Task description -> Present every line of the entries below as a numbered list, skipping blank lines. Leave the pictures out of your answer.

Items in a dataset ->
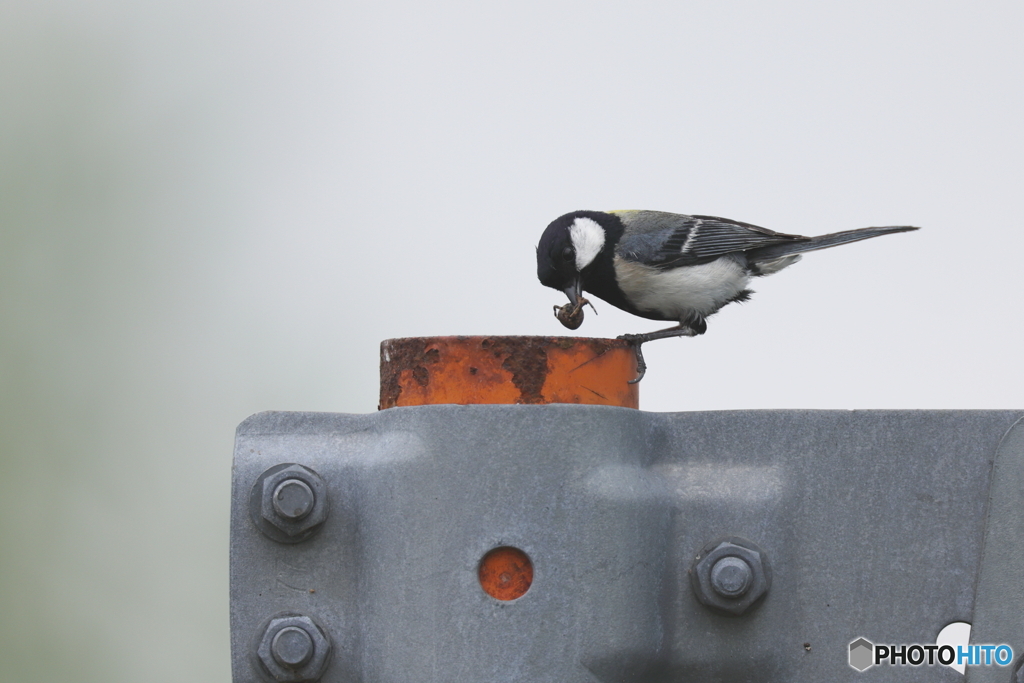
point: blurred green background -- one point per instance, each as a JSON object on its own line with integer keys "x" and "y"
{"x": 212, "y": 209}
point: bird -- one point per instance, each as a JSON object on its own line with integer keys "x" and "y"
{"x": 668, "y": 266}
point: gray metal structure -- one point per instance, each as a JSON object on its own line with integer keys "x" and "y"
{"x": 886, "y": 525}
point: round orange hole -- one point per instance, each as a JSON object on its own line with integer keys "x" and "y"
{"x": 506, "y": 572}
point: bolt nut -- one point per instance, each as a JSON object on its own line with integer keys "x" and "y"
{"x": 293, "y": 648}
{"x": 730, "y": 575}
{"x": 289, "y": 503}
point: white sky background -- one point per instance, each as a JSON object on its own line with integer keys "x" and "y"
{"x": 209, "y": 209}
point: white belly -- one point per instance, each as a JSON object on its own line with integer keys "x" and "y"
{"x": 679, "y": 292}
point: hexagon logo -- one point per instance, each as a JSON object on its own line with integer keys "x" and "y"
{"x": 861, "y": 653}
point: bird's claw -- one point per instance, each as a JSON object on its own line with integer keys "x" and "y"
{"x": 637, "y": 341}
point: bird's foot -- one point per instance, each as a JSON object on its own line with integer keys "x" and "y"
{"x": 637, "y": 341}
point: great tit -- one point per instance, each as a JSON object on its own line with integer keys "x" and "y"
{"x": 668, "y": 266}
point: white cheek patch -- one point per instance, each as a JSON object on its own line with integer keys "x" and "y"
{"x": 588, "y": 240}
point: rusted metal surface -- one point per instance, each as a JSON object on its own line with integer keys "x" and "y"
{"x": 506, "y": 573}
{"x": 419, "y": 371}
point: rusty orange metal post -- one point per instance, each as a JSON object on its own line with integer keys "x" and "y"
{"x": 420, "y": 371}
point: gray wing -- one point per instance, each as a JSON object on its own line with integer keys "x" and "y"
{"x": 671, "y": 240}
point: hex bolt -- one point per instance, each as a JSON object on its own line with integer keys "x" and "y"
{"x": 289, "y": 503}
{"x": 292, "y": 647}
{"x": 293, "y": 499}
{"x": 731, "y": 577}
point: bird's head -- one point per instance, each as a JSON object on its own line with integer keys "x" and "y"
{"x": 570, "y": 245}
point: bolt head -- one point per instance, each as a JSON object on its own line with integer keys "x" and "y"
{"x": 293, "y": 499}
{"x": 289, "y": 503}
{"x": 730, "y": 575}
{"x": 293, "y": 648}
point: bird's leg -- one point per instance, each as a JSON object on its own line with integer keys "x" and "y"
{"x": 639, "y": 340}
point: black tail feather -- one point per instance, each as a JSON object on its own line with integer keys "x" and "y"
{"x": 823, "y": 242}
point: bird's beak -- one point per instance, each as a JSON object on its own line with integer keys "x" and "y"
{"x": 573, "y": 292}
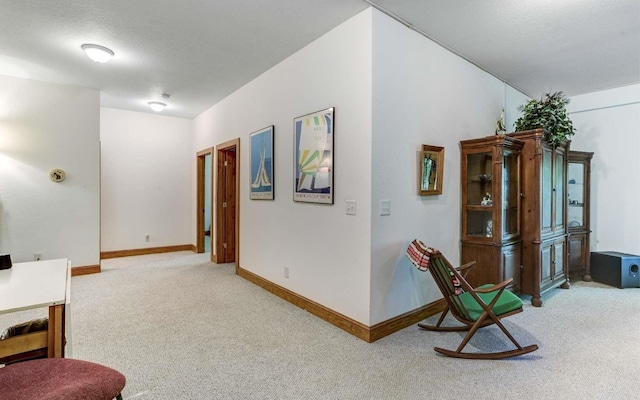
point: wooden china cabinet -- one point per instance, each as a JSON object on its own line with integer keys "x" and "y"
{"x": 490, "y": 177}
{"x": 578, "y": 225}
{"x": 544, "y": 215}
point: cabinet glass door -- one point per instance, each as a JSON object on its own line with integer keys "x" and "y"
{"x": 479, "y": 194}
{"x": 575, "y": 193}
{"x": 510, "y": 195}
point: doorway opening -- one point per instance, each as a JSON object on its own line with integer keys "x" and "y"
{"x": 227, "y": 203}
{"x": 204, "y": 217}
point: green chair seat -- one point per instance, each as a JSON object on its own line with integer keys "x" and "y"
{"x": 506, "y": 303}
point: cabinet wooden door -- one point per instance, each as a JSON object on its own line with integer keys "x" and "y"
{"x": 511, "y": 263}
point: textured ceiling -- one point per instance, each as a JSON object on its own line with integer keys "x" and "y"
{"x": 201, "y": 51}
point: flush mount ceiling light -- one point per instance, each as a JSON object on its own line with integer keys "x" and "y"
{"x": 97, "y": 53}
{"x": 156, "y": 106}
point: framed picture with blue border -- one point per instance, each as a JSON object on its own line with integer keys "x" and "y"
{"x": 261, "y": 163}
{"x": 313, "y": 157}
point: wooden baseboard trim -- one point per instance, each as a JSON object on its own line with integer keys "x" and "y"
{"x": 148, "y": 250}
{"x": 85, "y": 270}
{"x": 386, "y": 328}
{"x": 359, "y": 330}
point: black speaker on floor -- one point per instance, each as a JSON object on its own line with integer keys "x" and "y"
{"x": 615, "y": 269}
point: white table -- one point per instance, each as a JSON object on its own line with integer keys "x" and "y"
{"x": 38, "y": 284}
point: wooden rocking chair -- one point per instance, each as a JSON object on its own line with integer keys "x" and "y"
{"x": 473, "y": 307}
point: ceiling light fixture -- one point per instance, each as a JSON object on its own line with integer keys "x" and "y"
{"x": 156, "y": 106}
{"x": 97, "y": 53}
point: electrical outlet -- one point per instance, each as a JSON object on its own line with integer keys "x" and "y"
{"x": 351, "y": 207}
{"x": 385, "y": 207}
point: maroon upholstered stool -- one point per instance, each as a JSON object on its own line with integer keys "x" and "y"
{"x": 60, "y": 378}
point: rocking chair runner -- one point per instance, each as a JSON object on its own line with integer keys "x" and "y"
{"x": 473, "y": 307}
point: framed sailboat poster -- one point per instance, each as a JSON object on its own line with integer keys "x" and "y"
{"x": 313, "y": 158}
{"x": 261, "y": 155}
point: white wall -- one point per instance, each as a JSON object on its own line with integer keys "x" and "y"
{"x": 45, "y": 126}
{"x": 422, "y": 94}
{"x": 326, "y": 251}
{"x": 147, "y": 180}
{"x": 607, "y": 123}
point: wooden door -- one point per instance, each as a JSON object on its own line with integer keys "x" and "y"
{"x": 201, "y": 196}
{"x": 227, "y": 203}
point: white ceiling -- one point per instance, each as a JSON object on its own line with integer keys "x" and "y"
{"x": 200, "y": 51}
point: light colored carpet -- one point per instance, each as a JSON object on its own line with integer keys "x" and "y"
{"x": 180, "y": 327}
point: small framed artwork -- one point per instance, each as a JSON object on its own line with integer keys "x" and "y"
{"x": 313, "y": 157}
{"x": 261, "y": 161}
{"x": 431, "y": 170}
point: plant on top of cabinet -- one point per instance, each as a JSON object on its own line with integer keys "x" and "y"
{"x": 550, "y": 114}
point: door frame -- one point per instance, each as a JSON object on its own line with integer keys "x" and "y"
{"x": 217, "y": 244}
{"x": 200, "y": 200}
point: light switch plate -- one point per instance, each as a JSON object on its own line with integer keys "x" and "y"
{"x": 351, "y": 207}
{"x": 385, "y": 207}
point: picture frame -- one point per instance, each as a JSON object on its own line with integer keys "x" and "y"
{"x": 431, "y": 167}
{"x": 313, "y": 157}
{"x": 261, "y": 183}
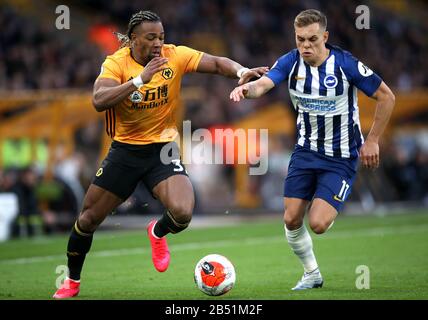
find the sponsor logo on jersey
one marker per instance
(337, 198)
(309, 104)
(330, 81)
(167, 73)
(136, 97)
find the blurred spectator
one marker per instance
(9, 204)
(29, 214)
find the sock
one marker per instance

Written response ->
1. point: blurred green background -- one point per instance, each as a JSON object on its own line with integer keys "x" and "y"
2. {"x": 212, "y": 209}
3. point: bird -- one point per instance, each as a JSON object on its own line with integer keys "x" and "y"
4. {"x": 668, "y": 266}
5. point: gray metal structure -- one point per instance, each as a JSON object on its own line with integer keys "x" and "y"
6. {"x": 886, "y": 525}
7. point: round orange hole -- one point per instance, each as a JSON object on its own line with integer keys "x" and "y"
8. {"x": 506, "y": 572}
9. point: bolt nut -- one point per instance, each as a JSON object on its own line with integer keys "x" and "y"
10. {"x": 293, "y": 648}
11. {"x": 730, "y": 575}
12. {"x": 289, "y": 503}
13. point: white sky background -- one point per instance, each as a JSON object on its own line with integer keys "x" and "y"
14. {"x": 209, "y": 209}
15. point: white belly -- one point per instance, each as a JSON object on its own line with integer keys "x" and "y"
16. {"x": 679, "y": 292}
17. point: hexagon logo -- one point per instance, each as a JSON object on its own line with integer keys "x" and "y"
18. {"x": 861, "y": 653}
19. point: bird's claw -- one point per instance, each as a JSON object on its own line with integer keys "x" and "y"
20. {"x": 637, "y": 341}
21. point: bird's foot -- one point per instance, each as a JSON object on its own line with integer keys "x" and "y"
22. {"x": 637, "y": 341}
23. point: great tit -- one point per instance, each as a JSON object on its own line with integer keys "x" and "y"
24. {"x": 668, "y": 266}
25. point: white cheek patch -- one point per instance, each as a JSON object on its own line with integer keys "x" and "y"
26. {"x": 588, "y": 240}
27. point: rusted metal surface -- one point per instance, each as a JSON object on its own line with integer keys "x" and "y"
28. {"x": 506, "y": 573}
29. {"x": 419, "y": 371}
30. point: rusty orange metal post -- one point per instance, each as a JSON object on its own line with integer keys "x" and "y"
31. {"x": 420, "y": 371}
32. point: gray wing -- one point per instance, each as a JSON object on its own line with integer keys "x" and "y"
33. {"x": 671, "y": 240}
34. point: hex bolt -- one point per instance, each as a JSON object on its own line with integer keys "x" and "y"
35. {"x": 289, "y": 503}
36. {"x": 292, "y": 647}
37. {"x": 293, "y": 499}
38. {"x": 731, "y": 577}
39. point: bird's head -- one point per instance, each as a JSON object on its own line with integer keys "x" and "y"
40. {"x": 570, "y": 245}
41. point: bolt head -- one point per instance, each as a JSON object on its own line with integer keys "x" and "y"
42. {"x": 293, "y": 499}
43. {"x": 289, "y": 503}
44. {"x": 730, "y": 575}
45. {"x": 293, "y": 648}
46. point: bird's leg -- one point per instance, each as a JSON object on its own line with integer keys "x" and "y"
47. {"x": 639, "y": 340}
48. point: black tail feather -- one point per instance, each as a JSON object on its own line with integer keys "x" and "y"
49. {"x": 823, "y": 242}
50. point: bird's beak -- one point per instance, each as a JSON object on its own line with integer keys "x" and "y"
51. {"x": 573, "y": 292}
52. point: wooden china cabinet -- one point per instance, each as a JSON object on its own line with integer keys "x" and "y"
53. {"x": 490, "y": 177}
54. {"x": 578, "y": 225}
55. {"x": 544, "y": 215}
56. point: cabinet glass door -- one point per instance, each as a JSON object on its own line with integer keys "x" and "y"
57. {"x": 479, "y": 194}
58. {"x": 575, "y": 193}
59. {"x": 510, "y": 195}
60. point: doorway opening -- one point per instance, each as a JSON object on its own line with integer keys "x" and "y"
61. {"x": 227, "y": 203}
62. {"x": 204, "y": 217}
63. point: green chair seat -- one point per instance, each as a JSON object on its own line with integer keys "x" and "y"
64. {"x": 506, "y": 303}
65. point: cabinet wooden door -- one point per instance, each as a JSON object on its own line with integer keys "x" and "y"
66. {"x": 511, "y": 263}
67. point: textured ceiling -- one point per instance, each as a JSON object on its own line with integer keys "x" and "y"
68. {"x": 201, "y": 51}
69. point: flush mount ceiling light -- one point per instance, each as a JSON object on its own line with integer keys "x" and "y"
70. {"x": 97, "y": 53}
71. {"x": 156, "y": 106}
72. point: framed picture with blue border -- one point per instance, each as a JSON object on its own line with integer keys "x" and "y"
73. {"x": 261, "y": 163}
74. {"x": 313, "y": 157}
75. point: wooden baseboard trim -- one point per instance, each as a JSON object on its own line with integer keys "x" and "y"
76. {"x": 148, "y": 250}
77. {"x": 85, "y": 270}
78. {"x": 386, "y": 328}
79. {"x": 359, "y": 330}
80. point: black speaker on floor -- one point per instance, each as a JSON object on its own line with integer keys "x" and "y"
81. {"x": 615, "y": 269}
82. point: white table -- one point per instance, each as a JSON object on its own line with integer keys "x" and "y"
83. {"x": 38, "y": 284}
84. point: wooden rocking chair -- one point per instance, each as a JSON object on its own line with integer keys "x" and "y"
85. {"x": 473, "y": 307}
86. point: ceiling light fixture -- one point per instance, each as a JSON object on its own line with integer keys "x" and "y"
87. {"x": 156, "y": 106}
88. {"x": 97, "y": 53}
89. point: electrical outlet -- one point per instance, each as a JSON object on its own line with integer keys "x" and "y"
90. {"x": 351, "y": 207}
91. {"x": 385, "y": 207}
92. point: maroon upholstered stool -- one point per instance, each as a JSON object on its own line with integer keys "x" and "y"
93. {"x": 60, "y": 378}
94. point: rocking chair runner -- one point per instance, each as a JSON object on its own line with integer keys "x" and "y"
95. {"x": 473, "y": 307}
96. point: framed sailboat poster -- one point per instance, each as a JSON object on its own line with integer keys "x" and "y"
97. {"x": 313, "y": 158}
98. {"x": 261, "y": 155}
99. point: white wall -- one point per instance, each as a JSON object on its own line with integer keys "x" and "y"
100. {"x": 45, "y": 126}
101. {"x": 422, "y": 94}
102. {"x": 326, "y": 251}
103. {"x": 147, "y": 180}
104. {"x": 607, "y": 123}
105. point: wooden door -- one point per instance, each as a JSON object on its own line with integer keys "x" and "y"
106. {"x": 201, "y": 196}
107. {"x": 227, "y": 203}
108. point: white ceiling -- one point per instance, each as a JSON object on its own line with integer keys "x" and "y"
109. {"x": 200, "y": 51}
110. point: light colored carpet -- one point per instance, each as a JSON object on its own line with integer keys "x" and "y"
111. {"x": 180, "y": 327}
112. point: small framed artwork -- one point per instance, each as a JSON object on its own line with integer keys "x" and "y"
113. {"x": 313, "y": 157}
114. {"x": 261, "y": 161}
115. {"x": 431, "y": 170}
116. point: plant on top of cabinet -- one point per instance, each as a JSON object on its own line with integer keys "x" and "y"
117. {"x": 550, "y": 114}
118. point: door frame -- one point per instance, each as a JSON object on its own line with integer keys "x" and "y"
119. {"x": 217, "y": 244}
120. {"x": 200, "y": 200}
121. point: light switch plate -- one point per instance, each as a JSON object on its own line with integer keys "x" and "y"
122. {"x": 351, "y": 207}
123. {"x": 385, "y": 207}
124. point: picture frame -- one point per instance, each as a JSON object on its own line with integer keys "x" and "y"
125. {"x": 431, "y": 167}
126. {"x": 313, "y": 157}
127. {"x": 261, "y": 183}
128. find the sponsor logo on jersey
129. one marker per instance
130. (337, 198)
131. (309, 104)
132. (330, 81)
133. (167, 73)
134. (136, 97)
135. find the blurred spectator
136. one marker per instance
137. (9, 204)
138. (29, 214)
139. find the sock
140. one marker per instance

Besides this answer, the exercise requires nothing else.